• _The exercise_
Skip the images and return the records below exactly.

• _Data provided_
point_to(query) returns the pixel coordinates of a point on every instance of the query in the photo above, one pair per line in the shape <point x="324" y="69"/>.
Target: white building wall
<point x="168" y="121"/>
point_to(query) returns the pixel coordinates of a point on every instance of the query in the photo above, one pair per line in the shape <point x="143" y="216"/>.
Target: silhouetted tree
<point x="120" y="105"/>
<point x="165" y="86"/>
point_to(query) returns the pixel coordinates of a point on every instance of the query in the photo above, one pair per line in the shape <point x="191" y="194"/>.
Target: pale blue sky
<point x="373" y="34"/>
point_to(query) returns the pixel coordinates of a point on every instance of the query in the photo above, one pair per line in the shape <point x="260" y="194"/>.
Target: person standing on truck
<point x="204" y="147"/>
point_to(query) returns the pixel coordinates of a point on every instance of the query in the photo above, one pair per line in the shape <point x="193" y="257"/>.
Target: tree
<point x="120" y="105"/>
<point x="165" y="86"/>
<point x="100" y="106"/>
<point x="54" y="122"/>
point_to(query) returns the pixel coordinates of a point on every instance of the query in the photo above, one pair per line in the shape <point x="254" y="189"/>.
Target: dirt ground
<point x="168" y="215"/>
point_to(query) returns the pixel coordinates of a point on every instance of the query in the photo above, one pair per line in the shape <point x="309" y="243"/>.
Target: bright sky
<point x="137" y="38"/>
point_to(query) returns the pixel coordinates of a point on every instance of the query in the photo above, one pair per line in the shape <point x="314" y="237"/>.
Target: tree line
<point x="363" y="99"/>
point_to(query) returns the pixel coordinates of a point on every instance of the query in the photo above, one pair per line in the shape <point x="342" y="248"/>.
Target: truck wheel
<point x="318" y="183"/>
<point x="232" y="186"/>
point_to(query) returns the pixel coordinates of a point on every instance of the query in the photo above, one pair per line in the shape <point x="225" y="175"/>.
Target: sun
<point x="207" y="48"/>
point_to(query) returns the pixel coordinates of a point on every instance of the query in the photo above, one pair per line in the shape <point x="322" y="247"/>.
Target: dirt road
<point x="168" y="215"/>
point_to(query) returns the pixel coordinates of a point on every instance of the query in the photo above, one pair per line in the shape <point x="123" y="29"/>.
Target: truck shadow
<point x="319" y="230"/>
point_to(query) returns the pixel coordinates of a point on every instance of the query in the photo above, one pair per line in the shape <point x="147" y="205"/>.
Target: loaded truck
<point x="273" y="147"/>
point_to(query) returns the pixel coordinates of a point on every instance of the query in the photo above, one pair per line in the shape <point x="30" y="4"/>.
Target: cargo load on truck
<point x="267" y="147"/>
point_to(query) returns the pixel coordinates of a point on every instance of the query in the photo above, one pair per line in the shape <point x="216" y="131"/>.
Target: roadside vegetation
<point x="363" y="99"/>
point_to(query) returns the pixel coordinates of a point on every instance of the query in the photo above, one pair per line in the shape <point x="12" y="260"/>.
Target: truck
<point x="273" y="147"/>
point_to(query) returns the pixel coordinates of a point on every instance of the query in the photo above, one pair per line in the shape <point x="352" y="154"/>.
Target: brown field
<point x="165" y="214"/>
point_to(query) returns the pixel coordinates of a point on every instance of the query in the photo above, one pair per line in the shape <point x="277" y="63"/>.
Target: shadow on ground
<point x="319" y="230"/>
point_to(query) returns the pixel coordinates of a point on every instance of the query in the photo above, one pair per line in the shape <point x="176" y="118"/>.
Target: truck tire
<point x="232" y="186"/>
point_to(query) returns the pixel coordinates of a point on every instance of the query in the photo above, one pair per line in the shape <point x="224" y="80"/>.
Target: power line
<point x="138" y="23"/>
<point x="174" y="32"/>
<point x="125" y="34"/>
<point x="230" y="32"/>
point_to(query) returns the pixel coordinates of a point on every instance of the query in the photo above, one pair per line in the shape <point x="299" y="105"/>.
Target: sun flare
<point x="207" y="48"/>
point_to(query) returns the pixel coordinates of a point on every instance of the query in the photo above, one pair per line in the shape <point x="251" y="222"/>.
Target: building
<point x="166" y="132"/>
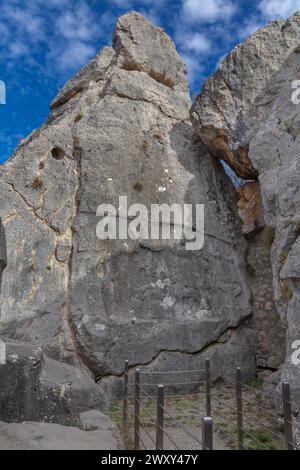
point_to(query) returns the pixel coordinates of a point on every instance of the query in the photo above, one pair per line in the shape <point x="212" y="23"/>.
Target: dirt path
<point x="41" y="436"/>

• _Response to this task_
point_to(query) returns the pixel coordinates of a point on every instance of the query in the photo above, one pair per line in the shape <point x="324" y="69"/>.
Target: white building wall
<point x="168" y="121"/>
point_to(query) returns the pixel coordinates of a point on every instance of the query in the photo above, one pair per line in the shape <point x="143" y="216"/>.
Target: silhouetted tree
<point x="120" y="105"/>
<point x="165" y="86"/>
point_to(query) returns the pixel coordinates of a point on every instance of the query in the photo above, one pair per line in the shape <point x="191" y="194"/>.
Target: pale blue sky
<point x="373" y="34"/>
point_to(query) returns the pixel coordinates of a point on every instance of the query in the photo above, one pair per line in the shape <point x="260" y="194"/>.
Target: person standing on truck
<point x="204" y="147"/>
point_to(query) returns the pixel coordinates of a point on every instance of the query in the photo above, one pair per line in the shape <point x="193" y="257"/>.
Target: tree
<point x="120" y="105"/>
<point x="165" y="86"/>
<point x="100" y="106"/>
<point x="54" y="122"/>
point_to(query) returns the pixel coordinates of a point on every instance of the query in the photo above, one pair per line in the shape <point x="254" y="189"/>.
Target: dirt ground
<point x="168" y="215"/>
point_to(query) returns the pixel coordinates of a point on every instance of the query in the photo above, one pair per line in the shape <point x="309" y="243"/>.
Target: bright sky
<point x="137" y="38"/>
point_to(query) returns the pixel coordinates of a point on every instance of the query in the photo above, one pair per line in the shape <point x="314" y="237"/>.
Target: tree line
<point x="363" y="99"/>
point_to(query) returns the pixel coordinates of a point on every instance of the query in the photo above, one pair per line in the shape <point x="342" y="248"/>.
Target: truck wheel
<point x="318" y="183"/>
<point x="232" y="186"/>
point_to(query) returns the pixel coordinates of a point on every instance of the query in the photo above, one pair per line in the shape <point x="225" y="175"/>.
Target: sun
<point x="207" y="48"/>
point_to(query) returns the pixel coordinates of a point on every instance of the query in the photo above, one pair per line in the shape <point x="322" y="247"/>.
Target: dirt road
<point x="168" y="215"/>
point_to(query) returns the pixel coordinates of a point on every instance of the query in the photo above, one pair per line in the shape <point x="123" y="29"/>.
Target: truck shadow
<point x="319" y="230"/>
point_to(query) returns the pixel coordinates of a point on every instance of the query in the photo above, one pair per line in the shape <point x="147" y="205"/>.
Target: loaded truck
<point x="273" y="147"/>
point_to(query) returns the pixel coordinates of a point on every instance of the query in the photo above, one pair per line in the shape <point x="30" y="4"/>.
Target: cargo load on truck
<point x="267" y="147"/>
point_to(query) returns the pixel coordinates of a point on every instance of the query in the photo above, one pair per line in the shape <point x="216" y="131"/>.
Target: roadside vegetation
<point x="363" y="99"/>
point_to(query) returns the pixel coordinates of a point on every instance of the query in the photo above, one pair per line in the shape <point x="12" y="260"/>.
Target: truck
<point x="273" y="147"/>
point_to(query) returns the pixel coordinates of a point on every instance of the query in the photo above, one pair per line in the shape <point x="352" y="154"/>.
Target: brown field
<point x="165" y="214"/>
point_to(query) returns the pixel coordinates of a point on every instance of the query in the photo above, one pair per line in the shape <point x="277" y="63"/>.
Target: shadow on ground
<point x="319" y="230"/>
point_to(query) returns the pixel coordinates of a point on every instance of the query in the photo above, one pair per line in the shape <point x="176" y="118"/>.
Target: truck tire
<point x="232" y="186"/>
point_to(query) returns the pixel coordinates of a point on every instance of the query in the photo above, one pair per line in the shape <point x="224" y="80"/>.
Target: power line
<point x="138" y="23"/>
<point x="174" y="32"/>
<point x="125" y="34"/>
<point x="230" y="32"/>
point_to(query) returns the pixel coordinates of a point on every instance of the query in the photo above, one pair per line in the shape <point x="299" y="105"/>.
Target: sun flare
<point x="207" y="48"/>
point_to(query) returns the pixel coordinates of a point on every instance of the query in the photo above, one pair per line in the shape <point x="251" y="222"/>.
Target: building
<point x="166" y="132"/>
point_to(query) returns the pixel coordinates of a point on every instance of the query in the photo above, one pair per line in the shape <point x="212" y="23"/>.
Target: dirt path
<point x="41" y="436"/>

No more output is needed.